begin Text

FeatureJ: Laplacian
General Description
This plugin enables you to compute the Laplacian of an image and detect its zero-crossings - features that have been shown by psychophysical and neurophysiological research to play a key role in human vision as well [1,2].
Description of Dialog Components
Compute Laplacian image. Laplacian computation and zero-crossing detection are completely separated in this plugin. Being able to switch them on or off independently enables you to apply zero-crossing detection without having to compute the Laplacian first. If the size of the image is unity in the z-dimension (single slice), the plugin computes the 2D Laplacian. Otherwise it computes the 3D Laplacian. The computations are repeated for every time frame and channel in a 5D image.

end Text
begin Records supplied

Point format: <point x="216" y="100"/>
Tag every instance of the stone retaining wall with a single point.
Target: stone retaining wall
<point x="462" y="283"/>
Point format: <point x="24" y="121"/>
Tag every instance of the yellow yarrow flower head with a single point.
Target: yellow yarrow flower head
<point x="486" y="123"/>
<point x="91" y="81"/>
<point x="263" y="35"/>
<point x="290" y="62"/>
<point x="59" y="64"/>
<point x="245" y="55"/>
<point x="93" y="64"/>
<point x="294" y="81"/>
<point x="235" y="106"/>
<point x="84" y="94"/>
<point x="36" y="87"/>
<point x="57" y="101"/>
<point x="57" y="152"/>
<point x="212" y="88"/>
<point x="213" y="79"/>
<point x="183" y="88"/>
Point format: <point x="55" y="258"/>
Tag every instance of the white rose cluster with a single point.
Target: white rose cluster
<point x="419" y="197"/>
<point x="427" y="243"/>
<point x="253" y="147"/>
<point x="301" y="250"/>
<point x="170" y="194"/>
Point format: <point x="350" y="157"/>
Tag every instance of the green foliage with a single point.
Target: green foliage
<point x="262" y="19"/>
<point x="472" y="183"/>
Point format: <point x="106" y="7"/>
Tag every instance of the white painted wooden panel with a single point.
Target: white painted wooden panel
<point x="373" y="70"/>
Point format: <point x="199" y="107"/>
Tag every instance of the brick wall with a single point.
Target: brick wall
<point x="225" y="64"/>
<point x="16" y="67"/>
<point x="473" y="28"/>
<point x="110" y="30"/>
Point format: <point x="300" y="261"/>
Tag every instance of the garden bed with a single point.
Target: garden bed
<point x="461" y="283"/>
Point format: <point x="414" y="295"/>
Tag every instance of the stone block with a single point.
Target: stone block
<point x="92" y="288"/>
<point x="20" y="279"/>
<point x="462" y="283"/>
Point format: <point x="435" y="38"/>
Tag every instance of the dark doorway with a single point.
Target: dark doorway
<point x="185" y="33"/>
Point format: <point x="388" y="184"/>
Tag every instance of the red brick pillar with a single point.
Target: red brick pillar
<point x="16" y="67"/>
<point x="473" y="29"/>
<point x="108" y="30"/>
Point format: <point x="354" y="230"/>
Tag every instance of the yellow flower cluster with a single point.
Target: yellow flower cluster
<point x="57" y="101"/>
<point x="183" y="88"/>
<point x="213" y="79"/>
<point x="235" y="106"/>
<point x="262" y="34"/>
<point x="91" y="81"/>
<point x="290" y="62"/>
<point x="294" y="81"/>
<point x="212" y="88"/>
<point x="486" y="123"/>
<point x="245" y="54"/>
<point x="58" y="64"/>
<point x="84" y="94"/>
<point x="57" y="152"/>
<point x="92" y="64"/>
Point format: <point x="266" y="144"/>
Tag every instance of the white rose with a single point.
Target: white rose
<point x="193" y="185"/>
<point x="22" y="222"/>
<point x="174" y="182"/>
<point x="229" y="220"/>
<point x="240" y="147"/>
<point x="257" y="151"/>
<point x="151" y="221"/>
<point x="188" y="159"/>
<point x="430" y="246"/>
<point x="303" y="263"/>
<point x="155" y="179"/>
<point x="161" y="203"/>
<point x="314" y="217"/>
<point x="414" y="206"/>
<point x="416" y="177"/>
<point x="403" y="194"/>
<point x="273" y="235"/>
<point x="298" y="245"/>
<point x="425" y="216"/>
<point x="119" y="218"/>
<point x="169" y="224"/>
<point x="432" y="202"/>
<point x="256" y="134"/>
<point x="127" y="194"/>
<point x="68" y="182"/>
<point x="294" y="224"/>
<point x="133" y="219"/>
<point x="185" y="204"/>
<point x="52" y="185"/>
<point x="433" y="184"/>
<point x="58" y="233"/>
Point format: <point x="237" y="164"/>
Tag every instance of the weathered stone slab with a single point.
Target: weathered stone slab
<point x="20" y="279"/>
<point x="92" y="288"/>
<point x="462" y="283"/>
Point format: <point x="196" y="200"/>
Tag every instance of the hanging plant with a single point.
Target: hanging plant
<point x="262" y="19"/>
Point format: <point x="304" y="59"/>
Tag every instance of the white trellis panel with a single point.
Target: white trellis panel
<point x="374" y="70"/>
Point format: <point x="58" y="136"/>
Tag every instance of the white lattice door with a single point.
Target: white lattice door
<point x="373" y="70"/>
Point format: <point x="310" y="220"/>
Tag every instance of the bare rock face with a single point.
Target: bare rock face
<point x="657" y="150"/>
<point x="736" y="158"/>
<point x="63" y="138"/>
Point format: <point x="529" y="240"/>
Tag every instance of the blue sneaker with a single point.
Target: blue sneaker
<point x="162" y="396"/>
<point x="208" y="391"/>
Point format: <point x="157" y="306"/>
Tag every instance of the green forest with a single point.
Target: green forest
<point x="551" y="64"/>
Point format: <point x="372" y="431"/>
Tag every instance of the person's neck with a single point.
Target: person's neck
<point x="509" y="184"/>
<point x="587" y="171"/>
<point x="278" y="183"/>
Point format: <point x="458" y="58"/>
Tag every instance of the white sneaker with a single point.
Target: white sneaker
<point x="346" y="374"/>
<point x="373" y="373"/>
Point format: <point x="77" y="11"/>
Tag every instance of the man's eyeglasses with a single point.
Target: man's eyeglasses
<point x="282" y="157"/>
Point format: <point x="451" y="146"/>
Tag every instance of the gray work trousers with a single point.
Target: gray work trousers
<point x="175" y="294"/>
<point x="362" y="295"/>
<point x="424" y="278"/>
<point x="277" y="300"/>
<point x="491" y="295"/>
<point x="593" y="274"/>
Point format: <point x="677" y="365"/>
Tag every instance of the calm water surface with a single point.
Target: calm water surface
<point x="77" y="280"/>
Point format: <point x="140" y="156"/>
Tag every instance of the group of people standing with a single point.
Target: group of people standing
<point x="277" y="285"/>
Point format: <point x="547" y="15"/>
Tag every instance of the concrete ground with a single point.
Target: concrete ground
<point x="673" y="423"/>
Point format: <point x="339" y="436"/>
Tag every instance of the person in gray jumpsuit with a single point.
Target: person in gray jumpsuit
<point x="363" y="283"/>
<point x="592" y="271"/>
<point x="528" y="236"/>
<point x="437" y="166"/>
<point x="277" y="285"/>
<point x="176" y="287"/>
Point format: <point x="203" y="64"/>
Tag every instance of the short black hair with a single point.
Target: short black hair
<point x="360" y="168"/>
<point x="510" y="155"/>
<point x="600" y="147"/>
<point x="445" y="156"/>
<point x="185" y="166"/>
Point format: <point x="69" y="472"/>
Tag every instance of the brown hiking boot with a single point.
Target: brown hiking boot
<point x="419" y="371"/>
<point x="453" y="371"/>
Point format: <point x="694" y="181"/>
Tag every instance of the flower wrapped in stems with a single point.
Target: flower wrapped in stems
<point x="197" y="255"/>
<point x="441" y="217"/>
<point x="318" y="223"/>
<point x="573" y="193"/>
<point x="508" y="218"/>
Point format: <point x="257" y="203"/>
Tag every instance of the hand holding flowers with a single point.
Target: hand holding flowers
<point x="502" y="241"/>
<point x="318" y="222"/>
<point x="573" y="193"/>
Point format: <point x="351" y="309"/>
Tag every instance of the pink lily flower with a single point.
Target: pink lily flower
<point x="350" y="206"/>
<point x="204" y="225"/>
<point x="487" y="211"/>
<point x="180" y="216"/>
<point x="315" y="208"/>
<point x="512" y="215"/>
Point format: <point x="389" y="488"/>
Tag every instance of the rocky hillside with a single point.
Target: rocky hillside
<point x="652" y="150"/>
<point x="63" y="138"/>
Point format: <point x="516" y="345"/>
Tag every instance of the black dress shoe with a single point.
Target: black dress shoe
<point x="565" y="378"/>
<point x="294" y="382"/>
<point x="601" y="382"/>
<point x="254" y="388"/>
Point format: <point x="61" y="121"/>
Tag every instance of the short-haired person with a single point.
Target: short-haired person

end Records supplied

§ **Required work**:
• 1. Please quote the Laplacian plugin description between "Description of Dialog" and "a 5D image.", inclusive.
• 2. According to the Laplacian plugin description, what does the plugin compute when an image is a single slice in the z-dimension?
The entries are separate material, apart from the Laplacian plugin description.

§ **Solutions for each task**:
• 1.
Description of Dialog Components
Compute Laplacian image. Laplacian computation and zero-crossing detection are completely separated in this plugin. Being able to switch them on or off independently enables you to apply zero-crossing detection without having to compute the Laplacian first. If the size of the image is unity in the z-dimension (single slice), the plugin computes the 2D Laplacian. Otherwise it computes the 3D Laplacian. The computations are repeated for every time frame and channel in a 5D image.

• 2. It computes the 2D Laplacian.